Work order:
What is the number of lines in the data that contain "landscaping"? Respond with nothing else.

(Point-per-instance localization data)
━━━━━━━━━━━━━━━━━━━━

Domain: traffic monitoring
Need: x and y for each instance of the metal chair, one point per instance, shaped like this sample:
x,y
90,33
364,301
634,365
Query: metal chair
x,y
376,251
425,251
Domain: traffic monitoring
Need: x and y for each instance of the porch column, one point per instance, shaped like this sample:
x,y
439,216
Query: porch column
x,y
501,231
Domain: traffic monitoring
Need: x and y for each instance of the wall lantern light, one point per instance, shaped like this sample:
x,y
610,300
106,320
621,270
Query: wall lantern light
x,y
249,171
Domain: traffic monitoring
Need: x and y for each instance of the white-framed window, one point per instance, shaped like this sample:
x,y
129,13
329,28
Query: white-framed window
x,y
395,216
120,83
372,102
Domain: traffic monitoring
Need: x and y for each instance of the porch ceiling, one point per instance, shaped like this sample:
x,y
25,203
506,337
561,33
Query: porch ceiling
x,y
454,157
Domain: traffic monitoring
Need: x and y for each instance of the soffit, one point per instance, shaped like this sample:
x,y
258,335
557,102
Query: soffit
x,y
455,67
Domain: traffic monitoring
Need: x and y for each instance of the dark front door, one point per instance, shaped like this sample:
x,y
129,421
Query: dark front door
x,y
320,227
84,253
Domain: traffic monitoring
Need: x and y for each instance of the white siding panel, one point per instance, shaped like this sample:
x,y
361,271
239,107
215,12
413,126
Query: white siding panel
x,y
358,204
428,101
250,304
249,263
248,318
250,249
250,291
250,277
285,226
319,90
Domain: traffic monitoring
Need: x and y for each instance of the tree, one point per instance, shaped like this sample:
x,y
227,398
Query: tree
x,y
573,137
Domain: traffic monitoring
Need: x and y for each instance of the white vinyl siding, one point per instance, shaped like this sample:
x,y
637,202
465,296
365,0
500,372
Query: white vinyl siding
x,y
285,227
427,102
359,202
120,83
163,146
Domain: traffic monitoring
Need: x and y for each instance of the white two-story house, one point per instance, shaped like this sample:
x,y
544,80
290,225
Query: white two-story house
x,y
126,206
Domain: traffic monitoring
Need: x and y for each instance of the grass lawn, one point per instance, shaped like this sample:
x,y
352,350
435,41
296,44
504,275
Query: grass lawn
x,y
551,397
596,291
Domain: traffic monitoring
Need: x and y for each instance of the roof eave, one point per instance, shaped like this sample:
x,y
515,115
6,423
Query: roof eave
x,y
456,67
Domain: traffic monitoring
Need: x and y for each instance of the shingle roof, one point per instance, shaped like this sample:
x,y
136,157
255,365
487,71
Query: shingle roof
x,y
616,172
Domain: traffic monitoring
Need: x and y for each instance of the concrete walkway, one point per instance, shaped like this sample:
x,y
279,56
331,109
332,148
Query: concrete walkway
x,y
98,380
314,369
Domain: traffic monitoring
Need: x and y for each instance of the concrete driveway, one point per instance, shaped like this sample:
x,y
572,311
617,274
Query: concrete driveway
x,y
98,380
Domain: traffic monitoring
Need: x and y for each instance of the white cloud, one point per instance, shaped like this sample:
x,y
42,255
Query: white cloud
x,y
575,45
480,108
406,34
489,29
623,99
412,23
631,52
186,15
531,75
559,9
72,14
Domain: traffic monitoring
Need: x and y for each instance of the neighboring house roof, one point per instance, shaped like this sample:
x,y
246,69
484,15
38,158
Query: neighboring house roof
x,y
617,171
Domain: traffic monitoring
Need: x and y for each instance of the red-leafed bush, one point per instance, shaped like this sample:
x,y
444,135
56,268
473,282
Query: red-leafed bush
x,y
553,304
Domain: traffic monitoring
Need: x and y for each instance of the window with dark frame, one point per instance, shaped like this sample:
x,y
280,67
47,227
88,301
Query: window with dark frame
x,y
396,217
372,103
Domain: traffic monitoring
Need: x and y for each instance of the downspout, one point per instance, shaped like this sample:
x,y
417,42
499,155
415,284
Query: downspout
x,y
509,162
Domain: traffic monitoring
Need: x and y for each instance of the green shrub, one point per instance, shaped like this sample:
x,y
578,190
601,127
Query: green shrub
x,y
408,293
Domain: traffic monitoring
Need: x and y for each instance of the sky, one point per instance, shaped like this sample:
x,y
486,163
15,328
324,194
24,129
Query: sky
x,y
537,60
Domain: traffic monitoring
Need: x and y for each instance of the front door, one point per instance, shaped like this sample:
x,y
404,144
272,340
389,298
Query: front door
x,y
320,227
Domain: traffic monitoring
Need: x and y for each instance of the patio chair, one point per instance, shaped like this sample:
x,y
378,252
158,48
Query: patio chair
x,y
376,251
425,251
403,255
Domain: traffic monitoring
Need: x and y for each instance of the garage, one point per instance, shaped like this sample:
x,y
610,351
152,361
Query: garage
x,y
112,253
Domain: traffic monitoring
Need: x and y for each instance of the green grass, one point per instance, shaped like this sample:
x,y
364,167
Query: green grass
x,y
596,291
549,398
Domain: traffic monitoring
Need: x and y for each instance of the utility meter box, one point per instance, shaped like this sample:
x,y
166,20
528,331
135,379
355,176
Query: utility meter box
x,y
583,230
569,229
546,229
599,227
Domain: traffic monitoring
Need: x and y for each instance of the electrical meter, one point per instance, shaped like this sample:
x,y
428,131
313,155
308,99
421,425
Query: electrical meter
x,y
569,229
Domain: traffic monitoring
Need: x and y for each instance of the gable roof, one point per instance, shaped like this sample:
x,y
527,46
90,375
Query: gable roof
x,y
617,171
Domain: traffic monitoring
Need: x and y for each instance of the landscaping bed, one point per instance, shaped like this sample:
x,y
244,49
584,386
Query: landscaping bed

━━━━━━━━━━━━━━━━━━━━

Solution for this exercise:
2